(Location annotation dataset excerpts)
[start]

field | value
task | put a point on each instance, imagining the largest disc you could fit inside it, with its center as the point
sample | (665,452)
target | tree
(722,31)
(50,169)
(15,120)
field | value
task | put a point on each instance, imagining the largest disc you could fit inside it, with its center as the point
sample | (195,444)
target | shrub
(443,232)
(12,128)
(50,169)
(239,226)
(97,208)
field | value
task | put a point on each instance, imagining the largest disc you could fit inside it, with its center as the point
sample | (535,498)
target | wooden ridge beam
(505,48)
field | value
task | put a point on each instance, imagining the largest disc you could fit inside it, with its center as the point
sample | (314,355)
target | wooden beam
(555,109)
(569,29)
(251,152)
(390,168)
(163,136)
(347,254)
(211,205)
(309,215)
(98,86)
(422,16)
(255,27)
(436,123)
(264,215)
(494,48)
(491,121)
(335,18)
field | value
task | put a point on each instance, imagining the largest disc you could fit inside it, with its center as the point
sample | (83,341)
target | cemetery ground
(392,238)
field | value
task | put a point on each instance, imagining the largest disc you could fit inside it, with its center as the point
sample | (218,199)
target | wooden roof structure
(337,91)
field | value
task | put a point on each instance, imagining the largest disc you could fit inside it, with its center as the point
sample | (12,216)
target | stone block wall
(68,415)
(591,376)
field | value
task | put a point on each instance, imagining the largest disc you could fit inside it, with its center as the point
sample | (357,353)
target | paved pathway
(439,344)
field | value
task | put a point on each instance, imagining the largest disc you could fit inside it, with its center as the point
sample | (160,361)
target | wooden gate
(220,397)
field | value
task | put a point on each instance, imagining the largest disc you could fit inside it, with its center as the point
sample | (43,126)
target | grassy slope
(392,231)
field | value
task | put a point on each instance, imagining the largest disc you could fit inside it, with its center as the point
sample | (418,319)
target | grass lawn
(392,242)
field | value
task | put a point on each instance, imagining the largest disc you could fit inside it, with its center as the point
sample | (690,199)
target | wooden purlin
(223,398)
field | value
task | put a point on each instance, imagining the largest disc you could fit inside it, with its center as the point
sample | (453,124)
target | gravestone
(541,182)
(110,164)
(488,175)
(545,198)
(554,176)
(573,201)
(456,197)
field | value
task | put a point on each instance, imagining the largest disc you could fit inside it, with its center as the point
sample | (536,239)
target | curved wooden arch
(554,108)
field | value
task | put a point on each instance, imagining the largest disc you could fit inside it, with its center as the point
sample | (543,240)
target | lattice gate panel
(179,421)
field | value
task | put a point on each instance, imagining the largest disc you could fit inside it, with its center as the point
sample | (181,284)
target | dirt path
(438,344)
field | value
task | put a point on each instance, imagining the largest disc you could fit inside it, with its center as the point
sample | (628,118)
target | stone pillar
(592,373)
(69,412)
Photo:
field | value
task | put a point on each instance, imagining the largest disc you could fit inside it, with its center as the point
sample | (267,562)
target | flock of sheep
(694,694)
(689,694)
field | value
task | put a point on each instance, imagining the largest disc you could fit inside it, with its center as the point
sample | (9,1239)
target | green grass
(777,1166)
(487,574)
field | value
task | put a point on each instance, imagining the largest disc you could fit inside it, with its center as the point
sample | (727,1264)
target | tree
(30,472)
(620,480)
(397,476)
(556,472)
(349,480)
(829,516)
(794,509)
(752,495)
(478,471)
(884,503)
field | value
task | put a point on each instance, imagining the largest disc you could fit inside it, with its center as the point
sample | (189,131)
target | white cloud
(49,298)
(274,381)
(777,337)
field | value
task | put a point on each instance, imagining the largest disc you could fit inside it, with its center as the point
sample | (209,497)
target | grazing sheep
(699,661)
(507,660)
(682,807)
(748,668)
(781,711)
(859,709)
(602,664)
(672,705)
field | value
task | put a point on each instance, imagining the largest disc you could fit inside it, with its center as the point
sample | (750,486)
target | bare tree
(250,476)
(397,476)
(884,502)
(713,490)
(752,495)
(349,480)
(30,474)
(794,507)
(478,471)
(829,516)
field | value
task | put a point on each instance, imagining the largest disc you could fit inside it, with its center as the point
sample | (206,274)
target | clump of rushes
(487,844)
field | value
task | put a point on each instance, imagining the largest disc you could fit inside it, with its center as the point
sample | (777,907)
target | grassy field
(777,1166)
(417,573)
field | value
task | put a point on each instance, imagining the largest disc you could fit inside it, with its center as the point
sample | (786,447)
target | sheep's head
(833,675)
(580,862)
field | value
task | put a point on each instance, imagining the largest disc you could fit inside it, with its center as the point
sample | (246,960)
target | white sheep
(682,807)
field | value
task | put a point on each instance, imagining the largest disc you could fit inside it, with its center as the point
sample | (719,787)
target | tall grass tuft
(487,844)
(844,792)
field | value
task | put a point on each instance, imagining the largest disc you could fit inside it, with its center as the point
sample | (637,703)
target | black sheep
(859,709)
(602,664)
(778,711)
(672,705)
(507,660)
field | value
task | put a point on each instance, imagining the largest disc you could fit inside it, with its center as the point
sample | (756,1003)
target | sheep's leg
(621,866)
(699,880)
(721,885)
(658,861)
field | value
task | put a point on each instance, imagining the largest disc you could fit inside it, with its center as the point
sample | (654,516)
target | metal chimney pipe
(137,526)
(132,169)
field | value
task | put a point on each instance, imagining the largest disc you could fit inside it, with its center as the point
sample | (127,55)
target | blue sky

[end]

## Set task
Restate the whole listing exactly, leaving out nothing.

## Finished exercise
field | value
task | put a point on each instance, imagining the largest disc you could fit inside it, with its center as the point
sample | (665,452)
target | tree
(722,31)
(50,169)
(15,120)
field | value
task | put a point on each instance, imagining the largest disc you could fit inside it, with its center as the point
sample | (195,444)
target | shrub
(443,232)
(12,128)
(50,169)
(239,226)
(97,208)
field | value
task | put a point on each instance, imagining the largest disc you could fit inside it, with its center as the point
sample | (535,498)
target | wooden ridge beam
(505,48)
field | value
task | put a point on each instance, imagining the largest disc you could fit inside it, with its center as the point
sample | (314,355)
target | wooden beam
(555,109)
(569,29)
(251,152)
(390,168)
(163,136)
(347,254)
(211,205)
(309,215)
(98,86)
(422,16)
(255,27)
(436,123)
(264,215)
(494,48)
(491,121)
(335,18)
field | value
task | put a point on each instance, imagining the largest disc you could fit inside it, with its center as the point
sample | (83,341)
target | cemetery ground
(392,238)
field | value
task | put a point on each instance, imagining the largest disc you could fit inside it, with its center as the point
sample | (218,199)
target | wooden roof structure
(337,91)
field | value
task | put a point on each instance, imagining the largest disc you could fit inside it, with its center as the point
sample | (12,216)
target | stone block wall
(68,415)
(591,376)
field | value
task | put a point on each instance, imagining the largest disc you could fit inside it, with its center as the point
sample | (357,353)
target | paved pathway
(439,344)
field | value
task | put a point on each instance, imagining the largest disc you could fit inside it, with its center as the point
sample | (160,361)
target | wooden gate
(220,397)
field | value
task | put a point on each instance, imagining the largest disc you could fit inside it, with its center as the point
sample | (43,126)
target | grassy slope
(392,231)
field | value
task | put a point on each instance, imagining the largest disc you could fit inside it, with its center as the point
sample | (418,319)
target | grass lawn
(392,242)
field | value
task | put a point on each instance, imagining the largest disc you could fit inside it, with its center as the point
sample | (690,199)
target | wooden purlin
(223,398)
field | value
task | put a point on each instance, imagining the largest disc you could fit inside it, with its center as the point
sample | (453,124)
target | gravestone
(541,182)
(110,164)
(488,175)
(545,198)
(554,176)
(573,201)
(456,197)
field | value
task | put a point on each instance, imagining the largest disc you could fit inside it, with its center as the point
sample | (536,239)
target | curved wooden arch
(554,108)
field | value
task | put a point on each instance, imagining the largest disc you could fit inside it, with its center as the point
sample | (543,240)
target | lattice gate panel
(179,421)
field | value
task | put a point on each instance, imagining the largest disc you could fit inside it, with its center as the point
sample | (181,284)
target | dirt path
(438,344)
field | value
task | put a point on each instance, imagining the largest disc you could fit inside it, with its center as the point
sample | (628,118)
target | stone pillar
(592,373)
(69,412)
Photo:
field | value
task | put a point on each instance, imagining the largest disc you could fit inside it, with its center as the point
sample | (267,562)
target | flock of sheep
(694,694)
(689,694)
field | value
task | put a point on each instance, imagining the largest disc you could fit inside it, with its center as the point
sample | (9,1239)
target | green grass
(777,1166)
(487,574)
field | value
task | put a point on each instance, imagining the largest disc you could fit inside it, with its center as the point
sample | (727,1264)
target | tree
(30,472)
(620,480)
(397,476)
(556,472)
(349,480)
(829,516)
(794,509)
(752,495)
(478,471)
(884,503)
field | value
task | put a point on each instance, imagining the largest disc you could fit inside it, with its center as the point
sample | (189,131)
target | white cloud
(49,298)
(274,381)
(777,337)
field | value
task | put a point on each instance, imagining the largest disc you could fit inside it, with its center as the point
sample | (209,497)
target | grazing sheep
(699,661)
(507,660)
(682,807)
(748,668)
(781,711)
(859,709)
(602,664)
(672,705)
field | value
task | put a point on each instance, imagining the largest disc you could fit inside it, with its center as the point
sample | (750,486)
target | bare tree
(250,476)
(397,476)
(884,502)
(713,490)
(752,495)
(349,480)
(30,474)
(794,507)
(478,471)
(829,516)
field | value
task | put a point on each instance, imagining the largest disc you could fit inside it, with its center as the point
sample | (206,274)
target | clump of rushes
(487,844)
field | value
task | put a point on each instance, imagining the largest disc you could fit inside it, with its center as the point
sample | (777,907)
target | grassy field
(777,1166)
(417,573)
field | value
task | put a point on each instance, imagining the largest disc you could fit inside it, with its center as the point
sample | (786,447)
target | sheep's head
(833,675)
(580,862)
field | value
task | put a point on each instance, imagining the largest disc you could fit inside it, with its center as the point
sample | (246,960)
target | white sheep
(682,807)
field | value
task | put a point on each instance, imagining the largest disc you could fit inside it, with its center as the point
sample | (719,787)
target | tall grass tuft
(487,844)
(844,792)
field | value
task | put a point on each instance, imagining the largest disc you could fit inside it, with its center as the point
sample | (637,703)
target | black sheep
(859,709)
(602,664)
(778,711)
(672,705)
(507,660)
field | value
task | put a point on each instance, imagining the largest disc you could fit inside it, with its center as the point
sample | (756,1003)
target | sheep's leg
(621,866)
(699,880)
(721,885)
(658,861)
field | value
task | put a point on each instance, imagining the largest disc you could fit inside it, with its center as the point
sample | (654,516)
target | metal chimney pipe
(137,526)
(132,169)
field | value
task | put a point on each instance, imagining the largest disc you could fit inside it, with its center as the point
sample | (127,55)
target | blue sky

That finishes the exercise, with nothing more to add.